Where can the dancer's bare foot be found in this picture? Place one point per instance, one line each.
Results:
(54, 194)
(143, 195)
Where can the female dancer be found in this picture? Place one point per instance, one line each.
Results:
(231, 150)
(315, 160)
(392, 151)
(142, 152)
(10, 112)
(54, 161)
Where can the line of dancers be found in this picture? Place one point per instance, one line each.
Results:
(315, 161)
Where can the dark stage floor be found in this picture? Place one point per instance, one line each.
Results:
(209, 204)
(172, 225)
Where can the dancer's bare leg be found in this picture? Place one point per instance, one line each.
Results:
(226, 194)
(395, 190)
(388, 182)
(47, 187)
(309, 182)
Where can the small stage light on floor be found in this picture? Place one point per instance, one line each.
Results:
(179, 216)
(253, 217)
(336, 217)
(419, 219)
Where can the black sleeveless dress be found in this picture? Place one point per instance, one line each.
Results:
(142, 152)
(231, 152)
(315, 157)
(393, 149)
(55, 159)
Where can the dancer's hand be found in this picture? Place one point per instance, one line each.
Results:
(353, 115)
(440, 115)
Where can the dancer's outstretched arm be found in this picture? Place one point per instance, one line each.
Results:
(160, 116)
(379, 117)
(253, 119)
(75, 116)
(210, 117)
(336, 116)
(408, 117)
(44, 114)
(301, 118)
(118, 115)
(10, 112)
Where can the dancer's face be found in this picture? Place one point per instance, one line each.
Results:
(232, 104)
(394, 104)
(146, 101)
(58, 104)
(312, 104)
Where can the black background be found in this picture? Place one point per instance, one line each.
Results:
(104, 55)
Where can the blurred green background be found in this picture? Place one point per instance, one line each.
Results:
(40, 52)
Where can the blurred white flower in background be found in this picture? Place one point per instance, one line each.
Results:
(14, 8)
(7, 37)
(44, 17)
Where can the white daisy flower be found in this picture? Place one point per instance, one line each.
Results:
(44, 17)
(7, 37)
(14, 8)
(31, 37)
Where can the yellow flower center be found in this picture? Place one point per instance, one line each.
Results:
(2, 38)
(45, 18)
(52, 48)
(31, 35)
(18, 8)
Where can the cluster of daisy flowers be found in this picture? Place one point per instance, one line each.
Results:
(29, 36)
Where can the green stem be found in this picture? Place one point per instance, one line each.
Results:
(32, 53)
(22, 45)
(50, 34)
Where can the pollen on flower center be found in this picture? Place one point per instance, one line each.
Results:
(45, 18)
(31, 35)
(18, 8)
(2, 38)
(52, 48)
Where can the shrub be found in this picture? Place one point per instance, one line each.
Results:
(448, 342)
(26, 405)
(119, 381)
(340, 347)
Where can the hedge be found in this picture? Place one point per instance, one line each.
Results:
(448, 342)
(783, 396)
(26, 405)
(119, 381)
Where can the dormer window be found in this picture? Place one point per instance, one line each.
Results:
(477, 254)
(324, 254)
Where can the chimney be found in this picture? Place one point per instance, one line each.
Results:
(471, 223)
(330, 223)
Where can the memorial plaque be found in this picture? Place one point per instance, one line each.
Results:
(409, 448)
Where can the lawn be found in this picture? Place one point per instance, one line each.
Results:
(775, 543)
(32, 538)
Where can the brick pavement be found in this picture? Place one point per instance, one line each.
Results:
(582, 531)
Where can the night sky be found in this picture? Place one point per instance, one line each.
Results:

--

YOUR OBJECTIVE. Filter the entries above and return only the lines holding "white".

YOUR RESPONSE.
Where can the blurred white flower in background be found in this picture? Place one point per instance, one line each.
Where can the white daisy flower be found in this picture? Place one point per instance, one line each.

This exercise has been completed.